Stored data entries
Start of Block

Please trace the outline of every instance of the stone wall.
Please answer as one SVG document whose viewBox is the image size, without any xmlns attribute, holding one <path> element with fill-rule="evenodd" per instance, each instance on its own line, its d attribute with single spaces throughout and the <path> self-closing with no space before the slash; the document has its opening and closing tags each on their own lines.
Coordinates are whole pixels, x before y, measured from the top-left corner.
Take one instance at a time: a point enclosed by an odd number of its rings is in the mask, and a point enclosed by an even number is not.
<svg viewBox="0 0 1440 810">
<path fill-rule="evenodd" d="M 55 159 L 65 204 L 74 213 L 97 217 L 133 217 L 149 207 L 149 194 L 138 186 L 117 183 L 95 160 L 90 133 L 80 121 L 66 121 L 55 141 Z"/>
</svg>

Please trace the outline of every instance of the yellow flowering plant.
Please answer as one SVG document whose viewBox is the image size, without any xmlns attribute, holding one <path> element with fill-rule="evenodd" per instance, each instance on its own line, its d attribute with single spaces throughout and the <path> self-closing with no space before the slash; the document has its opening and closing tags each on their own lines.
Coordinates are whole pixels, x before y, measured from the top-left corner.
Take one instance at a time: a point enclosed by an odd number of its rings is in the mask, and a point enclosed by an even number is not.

End of Block

* [Task instructions]: Your task is to restate every record exactly.

* [Solution]:
Please trace the outline of every instance of the stone wall.
Please answer as one SVG document whose viewBox is the image size, without any xmlns attribute, holding one <path> element with fill-rule="evenodd" per instance, each instance on its own line, its d attribute with single spaces throughout and the <path> self-closing with no space before the slash; the document has its opening and closing tags each on their own lines.
Coordinates are whole pixels, x before y, measured from the top-left corner.
Take one instance at a time: a point enclosed by an odd number of its rings is in the mask, and a point enclosed by an even number is not.
<svg viewBox="0 0 1440 810">
<path fill-rule="evenodd" d="M 55 159 L 65 204 L 74 213 L 97 217 L 133 217 L 149 207 L 149 194 L 138 186 L 117 183 L 95 160 L 90 133 L 80 121 L 66 121 L 55 141 Z"/>
</svg>

Please trace the outline of every instance of the yellow flowering plant.
Please answer as one SVG document whose viewBox is the image size, without any xmlns attribute, holding one <path> element with fill-rule="evenodd" per instance, each instance on its own line, its d attribute with single spaces throughout and the <path> self-closing with no space before the slash; the document has its opening and closing tags each on their own lines.
Coordinates are whole pixels, x before y, measured from the top-left corner.
Take one instance at a time: a point enclosed by an odd number of its rings is in the mask, and a point enclosed by an even number is not.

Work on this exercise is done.